Exercise — Write the next part of the text on the Douglas, Arizona, border crossing, continuing from its final sentence.

An economic entry point
The scene at Ladd’s cattle ranch, with its stark evidence of severed steel bars and high-
powered invaders, is an ominous prism through which to view the border. But just a dozen miles east, at the busy, legal Port of Entry between Douglas, Ariz., and Agua Prieta, Mexico, the picture is more complex.
On a gray winter afternoon, hundreds of Mexicans hurried home through narrow inspection lanes after another day in the United States — schoolchildren, mothers with shopping bags, and men returning from long days in a tomato processing plant 80 miles from the border.
Heading through a separate maze of wide northbound lanes were a dozen tractor-trailers carrying refrigerated crates of Mexican tomatoes, peppers and squash to supermarkets across the United States.
To Daniel Ortega, the Mexican American mayor of Douglas, the border is not a menace but a crossroads of commerce and culture. Trade with Mexico provides 80 percent of the town’s commercial revenue, while federal jobs in border-related security have helped revive the community of 18,000 since its once-dominant employer, a copper mine and foundry, shut down in the 1990s.
“Our communities are very dependent on each other,” Ortega said, noting that Douglas is now an official “sister city” with Agua Prieta. He said his main concern is trying to streamline the border inspection process, something that sequester cutbacks could easily derail. “People in the East talk about how bad the border is,” Ortega said, “but here our future depends on it.”

Information provided —
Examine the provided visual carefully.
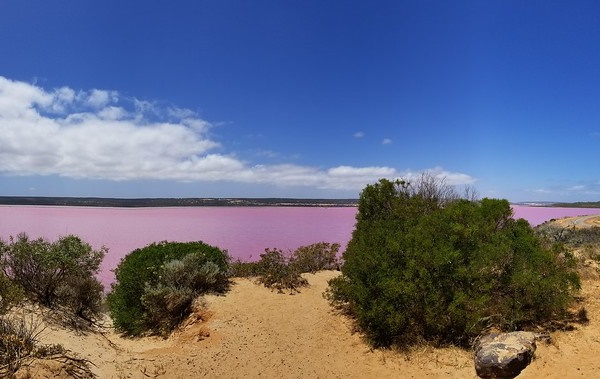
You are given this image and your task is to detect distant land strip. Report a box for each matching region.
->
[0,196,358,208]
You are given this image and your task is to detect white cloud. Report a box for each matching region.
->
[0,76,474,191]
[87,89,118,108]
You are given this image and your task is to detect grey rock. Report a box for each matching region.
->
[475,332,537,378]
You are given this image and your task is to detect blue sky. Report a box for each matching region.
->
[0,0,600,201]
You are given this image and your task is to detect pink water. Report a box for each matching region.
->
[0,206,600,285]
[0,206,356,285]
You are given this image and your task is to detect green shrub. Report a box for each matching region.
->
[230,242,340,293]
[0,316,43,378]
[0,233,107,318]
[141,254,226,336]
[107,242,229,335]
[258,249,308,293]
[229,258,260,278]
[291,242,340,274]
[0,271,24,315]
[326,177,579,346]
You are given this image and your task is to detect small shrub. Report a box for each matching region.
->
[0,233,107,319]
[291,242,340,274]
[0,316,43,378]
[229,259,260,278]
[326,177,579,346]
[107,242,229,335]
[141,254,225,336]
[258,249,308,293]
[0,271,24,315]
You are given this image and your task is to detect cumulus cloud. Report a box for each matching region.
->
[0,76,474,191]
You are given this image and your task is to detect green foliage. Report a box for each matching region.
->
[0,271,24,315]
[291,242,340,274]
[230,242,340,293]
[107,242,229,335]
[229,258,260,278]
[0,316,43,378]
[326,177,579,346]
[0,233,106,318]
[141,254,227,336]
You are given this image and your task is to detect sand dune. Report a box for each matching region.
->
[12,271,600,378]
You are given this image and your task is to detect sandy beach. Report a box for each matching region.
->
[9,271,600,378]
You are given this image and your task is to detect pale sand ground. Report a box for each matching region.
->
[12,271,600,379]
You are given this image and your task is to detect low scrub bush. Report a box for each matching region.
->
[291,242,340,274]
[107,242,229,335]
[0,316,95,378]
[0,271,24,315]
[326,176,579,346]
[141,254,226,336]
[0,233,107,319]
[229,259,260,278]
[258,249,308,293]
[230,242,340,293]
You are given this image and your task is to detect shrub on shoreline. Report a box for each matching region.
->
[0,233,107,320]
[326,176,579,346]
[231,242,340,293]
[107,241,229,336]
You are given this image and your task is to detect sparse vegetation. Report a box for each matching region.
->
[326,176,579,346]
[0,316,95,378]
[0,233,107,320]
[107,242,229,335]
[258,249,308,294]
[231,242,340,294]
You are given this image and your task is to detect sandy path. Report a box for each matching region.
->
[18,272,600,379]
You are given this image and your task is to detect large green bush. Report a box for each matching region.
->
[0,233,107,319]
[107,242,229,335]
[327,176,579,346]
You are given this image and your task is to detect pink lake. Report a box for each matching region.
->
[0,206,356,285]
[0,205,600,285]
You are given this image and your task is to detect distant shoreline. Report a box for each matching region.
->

Your response —
At one point in the afternoon, a barred government bus crossed from Douglas to Agua Prieta and two dozen Mexicans straggled out. Most carried plastic bags labeled “Department of Homeland Security” that contained wadded clothes, water bottles and other remnants of their failed attempts to sneak into the United States.
The little group shuffled into a dingy little building, run by an American volunteer group, which said “Welcome Brother Migrants” in Spanish. Slumped dejectedly in plastic chairs, they said they had been caught soon after crossing into the United States in February, briefly jailed and then bused back to Mexico.
There were couples and middle-aged men and a weeping woman who said she might never see her children again. All had borrowed heavily to pay guides and protection fees to drug mafias, hoping to reach a construction job in Chicago, a grape harvest in California or a spouse and children in Nebraska.
Gabriel Sosa, a 47-year-old factory worker, said he had paid $2,000 for a guide who led him and two other men to the open border at Naco. The guide told them to climb the 10-foot fence and wait for a cellphone call, then vanished.
“We hid in the grass all night and nobody called. We could hear the cattle nearby,” Sosa said. “It got colder and colder. Finally we decided to walk to the highway, and as soon as we saw a Border Patrol truck we turned ourselves in.”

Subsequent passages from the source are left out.